# PROVIDED ENTRIES
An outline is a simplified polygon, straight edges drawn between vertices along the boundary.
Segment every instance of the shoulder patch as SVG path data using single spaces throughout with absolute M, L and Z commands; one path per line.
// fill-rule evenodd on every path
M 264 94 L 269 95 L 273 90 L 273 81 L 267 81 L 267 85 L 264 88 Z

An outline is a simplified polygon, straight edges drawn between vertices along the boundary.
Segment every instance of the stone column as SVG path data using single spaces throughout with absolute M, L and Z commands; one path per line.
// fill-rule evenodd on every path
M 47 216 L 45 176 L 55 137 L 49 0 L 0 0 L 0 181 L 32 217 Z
--
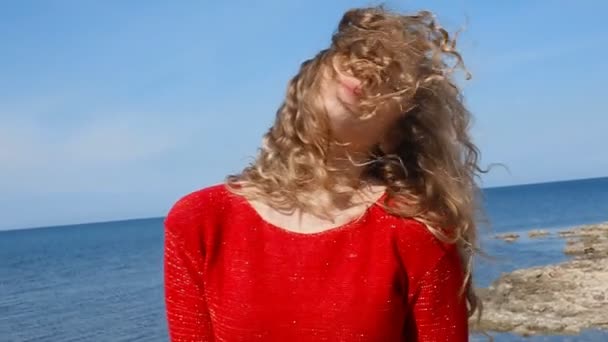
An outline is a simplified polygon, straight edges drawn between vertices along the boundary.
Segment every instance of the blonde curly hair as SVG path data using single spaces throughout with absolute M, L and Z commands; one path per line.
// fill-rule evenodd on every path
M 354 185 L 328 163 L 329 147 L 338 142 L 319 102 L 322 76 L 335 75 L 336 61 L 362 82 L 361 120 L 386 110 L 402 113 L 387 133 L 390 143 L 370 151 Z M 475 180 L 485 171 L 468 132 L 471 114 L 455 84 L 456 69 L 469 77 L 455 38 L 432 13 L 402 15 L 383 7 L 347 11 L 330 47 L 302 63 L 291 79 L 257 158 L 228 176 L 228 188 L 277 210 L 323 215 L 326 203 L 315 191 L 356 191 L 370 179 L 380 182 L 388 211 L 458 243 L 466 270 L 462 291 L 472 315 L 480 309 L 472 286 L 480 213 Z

# WORK INSTRUCTIONS
I'd like the lines above from the one with "Segment every instance of the shoulder" up to and including the one with "Segment every instance of the stone" copied exactly, with no other lines.

# EXERCISE OUTPUT
Segment every instance of the shoulder patch as SVG path data using single spaces throughout with absolute M, L and Z commands; one path per line.
// fill-rule evenodd on every path
M 264 94 L 269 95 L 273 90 L 273 81 L 267 81 L 267 85 L 264 88 Z

An outline is a simplified polygon, straight edges drawn between vertices along the boundary.
Segment every instance of the stone column as SVG path data using single spaces throughout with absolute M, L and Z commands; one path per line.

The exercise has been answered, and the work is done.